--- Exercise instructions ---
• 1. In the essay about the writer's mother, how much of the story "Walls" does the writer say is true?
• 2. Pick up the essay about the writer's mother after its final sentence and continue it.

Recently, I've had the unusual experience of being haunted by my mother on the internet. This happened all the time when she was alive -- I made the mistake of getting her onto the internet several years ago, and, well, paid the price -- but as she's been dead since November, it's a might bit more unsettling.
To say that I had a difficult relationship with my mother would be a vast understatement and not just in the normal "all children have difficult relationships with their parents" sort of way. Anyone who read my book Other Resort Cities and then felt compelled to email me after reading the story "Walls" to let me know that they understood, or to ask if it was true, or even to tell me their own story must have sensed something, since no one ever reads my other work and wonders if I buried Wendy under a dock. And, of course, I've never shied away from talking about my childhood in interviews and, certainly, my sisters have addressed it to some extent in their books and also, recently, my sister Linda talked about it a bit on her blog. (And my brother actually wrote a rather iconic essay on the subject 30 years ago in Newsweek). To go into detail would be to ruin my memoir -- not that I'm writing a memoir, but you get the idea -- but suffice to say that the story "Walls" is about 95% true, or more true than any other story I've written, but still, no matter what, fiction. Because the fact is, I made some things up and I combined some things, and changed some other things and to the extent that that story is painful to read, I'd say the truth was more painful and not all of that story belonged to me, which is to say that it belongs to my siblings and it belongs to the men and to the good man that's in the story and, though she's largely absent from the story, my mother. So my telling alone makes it fiction.

--- Extracted records ---

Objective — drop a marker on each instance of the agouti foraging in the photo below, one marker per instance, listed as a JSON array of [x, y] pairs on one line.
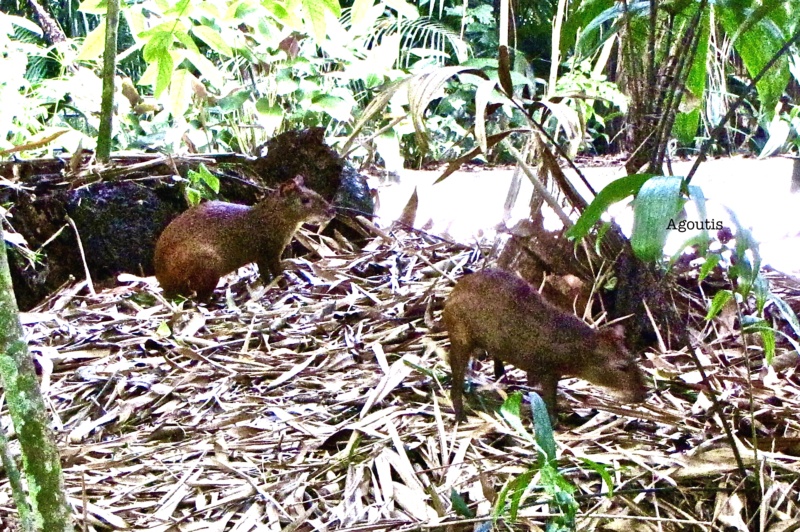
[[501, 313], [215, 238]]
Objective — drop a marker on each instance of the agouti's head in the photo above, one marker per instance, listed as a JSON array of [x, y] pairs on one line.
[[302, 203], [613, 366]]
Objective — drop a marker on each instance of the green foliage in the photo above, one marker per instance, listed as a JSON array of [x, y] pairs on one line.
[[201, 184], [559, 490], [659, 201]]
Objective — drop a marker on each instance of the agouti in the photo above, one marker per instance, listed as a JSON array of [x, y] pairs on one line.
[[502, 314], [215, 238]]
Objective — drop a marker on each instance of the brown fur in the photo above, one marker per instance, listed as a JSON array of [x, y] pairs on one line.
[[215, 238], [500, 313]]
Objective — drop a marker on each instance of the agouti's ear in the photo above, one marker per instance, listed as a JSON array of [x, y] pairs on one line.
[[287, 187]]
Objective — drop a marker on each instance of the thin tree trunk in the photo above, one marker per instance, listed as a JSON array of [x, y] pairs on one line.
[[40, 457]]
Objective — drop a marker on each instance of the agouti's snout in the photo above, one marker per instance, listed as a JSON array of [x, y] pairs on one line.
[[215, 238]]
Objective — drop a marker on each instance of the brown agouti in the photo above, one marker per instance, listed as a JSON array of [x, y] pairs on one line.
[[502, 314], [215, 238]]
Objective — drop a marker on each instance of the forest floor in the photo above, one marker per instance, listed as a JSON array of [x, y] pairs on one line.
[[326, 407]]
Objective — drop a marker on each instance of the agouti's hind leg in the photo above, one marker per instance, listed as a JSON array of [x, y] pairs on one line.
[[459, 358]]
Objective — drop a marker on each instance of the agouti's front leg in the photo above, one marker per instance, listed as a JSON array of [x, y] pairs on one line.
[[270, 268]]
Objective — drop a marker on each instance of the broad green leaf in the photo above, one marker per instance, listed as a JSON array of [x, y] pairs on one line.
[[756, 44], [359, 11], [203, 175], [615, 191], [294, 9], [93, 44], [208, 70], [315, 17], [24, 23], [270, 116], [510, 410], [159, 43], [568, 119], [658, 202], [149, 75], [719, 301], [136, 22], [234, 101], [580, 18], [404, 8], [544, 431], [180, 92], [182, 36], [166, 67], [213, 39]]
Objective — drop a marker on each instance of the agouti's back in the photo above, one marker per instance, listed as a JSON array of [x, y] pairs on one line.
[[502, 314], [215, 238]]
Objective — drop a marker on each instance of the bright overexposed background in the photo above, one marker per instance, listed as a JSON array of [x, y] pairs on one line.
[[468, 205]]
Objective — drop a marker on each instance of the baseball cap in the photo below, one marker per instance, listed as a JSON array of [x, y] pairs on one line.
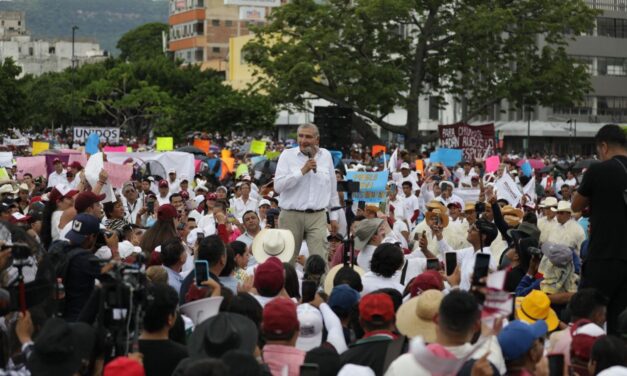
[[376, 307], [343, 297], [270, 275], [279, 316], [518, 337], [82, 226], [167, 211], [310, 320], [86, 199]]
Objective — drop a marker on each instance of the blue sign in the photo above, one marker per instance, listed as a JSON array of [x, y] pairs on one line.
[[448, 157], [371, 185]]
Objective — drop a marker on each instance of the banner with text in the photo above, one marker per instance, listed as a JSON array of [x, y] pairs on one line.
[[371, 185], [109, 135], [474, 140]]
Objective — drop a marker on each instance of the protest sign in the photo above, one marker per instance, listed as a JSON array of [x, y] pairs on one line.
[[507, 189], [203, 145], [109, 135], [474, 140], [492, 163], [258, 147], [371, 185], [165, 143], [38, 147], [448, 157], [35, 166]]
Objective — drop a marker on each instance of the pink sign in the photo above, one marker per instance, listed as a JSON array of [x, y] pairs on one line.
[[492, 163], [36, 166], [115, 149], [118, 174]]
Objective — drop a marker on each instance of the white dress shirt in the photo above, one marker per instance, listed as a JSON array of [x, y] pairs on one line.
[[466, 262], [55, 179], [314, 190]]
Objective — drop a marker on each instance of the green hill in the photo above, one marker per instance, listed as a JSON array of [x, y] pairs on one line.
[[103, 20]]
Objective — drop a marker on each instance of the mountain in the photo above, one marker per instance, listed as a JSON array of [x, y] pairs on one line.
[[102, 20]]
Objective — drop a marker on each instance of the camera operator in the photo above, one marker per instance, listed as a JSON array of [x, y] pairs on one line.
[[84, 268]]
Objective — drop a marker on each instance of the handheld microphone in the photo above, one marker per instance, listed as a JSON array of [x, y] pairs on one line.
[[310, 154]]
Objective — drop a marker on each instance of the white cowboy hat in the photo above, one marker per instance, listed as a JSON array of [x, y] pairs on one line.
[[203, 309], [271, 242]]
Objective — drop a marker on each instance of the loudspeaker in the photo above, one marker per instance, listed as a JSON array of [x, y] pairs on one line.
[[335, 126]]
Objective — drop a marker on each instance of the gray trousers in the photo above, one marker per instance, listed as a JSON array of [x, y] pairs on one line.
[[311, 227]]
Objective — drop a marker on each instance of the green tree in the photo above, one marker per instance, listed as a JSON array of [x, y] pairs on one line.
[[143, 42], [375, 56], [11, 94]]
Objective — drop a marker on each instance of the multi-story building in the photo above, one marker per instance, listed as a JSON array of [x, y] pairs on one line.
[[200, 29]]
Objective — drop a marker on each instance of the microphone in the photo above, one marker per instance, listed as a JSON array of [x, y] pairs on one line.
[[310, 154]]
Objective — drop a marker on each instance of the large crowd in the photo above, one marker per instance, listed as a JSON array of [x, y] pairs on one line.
[[191, 275]]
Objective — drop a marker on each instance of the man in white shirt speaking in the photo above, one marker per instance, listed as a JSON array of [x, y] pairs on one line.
[[305, 180]]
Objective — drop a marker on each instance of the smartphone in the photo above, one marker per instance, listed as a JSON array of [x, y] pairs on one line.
[[308, 291], [482, 264], [201, 268], [433, 264], [556, 364], [450, 259], [361, 205], [309, 369]]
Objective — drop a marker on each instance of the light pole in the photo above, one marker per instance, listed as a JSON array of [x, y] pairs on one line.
[[74, 28]]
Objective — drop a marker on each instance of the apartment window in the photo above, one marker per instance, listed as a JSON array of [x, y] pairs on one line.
[[612, 66], [612, 27]]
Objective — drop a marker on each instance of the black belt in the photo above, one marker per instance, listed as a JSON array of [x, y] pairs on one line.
[[306, 210]]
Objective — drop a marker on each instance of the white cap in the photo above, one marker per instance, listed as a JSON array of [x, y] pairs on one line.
[[310, 320], [264, 202]]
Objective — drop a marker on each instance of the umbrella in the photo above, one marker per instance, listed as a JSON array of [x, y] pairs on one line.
[[535, 163], [584, 164], [191, 149], [263, 171]]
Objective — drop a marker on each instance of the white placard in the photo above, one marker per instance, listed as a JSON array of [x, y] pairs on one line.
[[252, 13], [110, 135]]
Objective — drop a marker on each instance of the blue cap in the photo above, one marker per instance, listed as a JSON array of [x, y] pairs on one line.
[[82, 226], [518, 337], [343, 297]]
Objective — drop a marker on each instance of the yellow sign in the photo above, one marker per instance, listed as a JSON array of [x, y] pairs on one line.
[[258, 147], [38, 147], [165, 143]]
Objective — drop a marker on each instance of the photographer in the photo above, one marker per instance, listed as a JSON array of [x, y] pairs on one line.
[[84, 266]]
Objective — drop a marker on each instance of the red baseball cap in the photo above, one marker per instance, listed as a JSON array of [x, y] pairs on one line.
[[86, 199], [167, 211], [376, 307], [428, 280], [279, 317], [270, 275]]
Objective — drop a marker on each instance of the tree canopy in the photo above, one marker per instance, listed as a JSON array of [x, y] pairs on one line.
[[375, 56]]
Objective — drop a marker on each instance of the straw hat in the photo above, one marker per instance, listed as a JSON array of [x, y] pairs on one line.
[[271, 242], [415, 316], [438, 213], [328, 280], [537, 306]]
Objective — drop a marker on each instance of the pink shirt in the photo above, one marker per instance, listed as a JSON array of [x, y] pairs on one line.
[[277, 357]]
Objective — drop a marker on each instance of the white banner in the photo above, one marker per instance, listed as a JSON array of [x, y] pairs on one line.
[[109, 135], [506, 188], [252, 13], [254, 3]]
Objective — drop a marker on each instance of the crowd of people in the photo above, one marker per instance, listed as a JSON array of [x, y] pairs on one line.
[[177, 275]]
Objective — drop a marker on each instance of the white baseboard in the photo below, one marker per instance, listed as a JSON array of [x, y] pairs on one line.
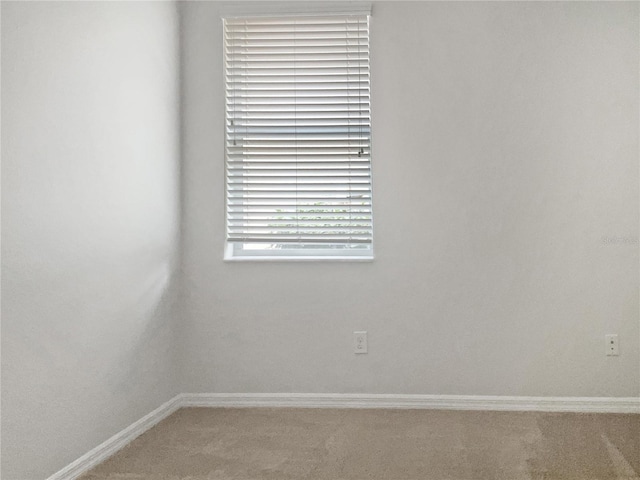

--- Answers below ---
• 1. About 95%.

• 2.
The reason I bring up this story in relation to the fact that my mother is haunting me on the internet is simple: I keep forgetting that she's dead and in forgetting that she's dead I've tempered things I might have said or written about because I didn't want to hurt her feelings, since it's no fun to hurt someone's feelings who is dying, because my mother was dying for a very long time. The entire time she was alive after Other Resort Cities came out, I expected to get a call from her telling me how horrible I was for telling such lies abouth her, because that's the sort of thing she did, even when things I'd written weren't about her or, if they were about her, weren't lies. Because I never lied about her when I wrote about her, except to make her look better, which I suppose was a kind of mitzvah. When we cleaned out her apartment after she died, I found her copy of the book and it was bookmarked after that story, which told me what I had to know, I suppose. She'd read it and not called. Had not continued reading. We didn't talk about it, as I feared we would, and in the end that fight didn't happen, which is good.
But the other day, as I worked on a short story and found myself thinking about the first day I recall my mother telling me she'd always meant to abort me, and I wondered how an adult of 40, my own age, because that's how old my mother was when she said that to me, could say that to a seven year old, a song by Neil Diamond came on Pandora and I clicked over to let Pandora know I liked the song...and found my mother staring at me. She was wearing a cream colored sweater set and she was smiling and alive and I suddenly remembered she was dead, but when she was alive, she clicked that she liked Neil Diamond on Pandora, so now she lives there, on Pandora. A few days later, she stared at me while Frank Sinatra sang about the summer wind.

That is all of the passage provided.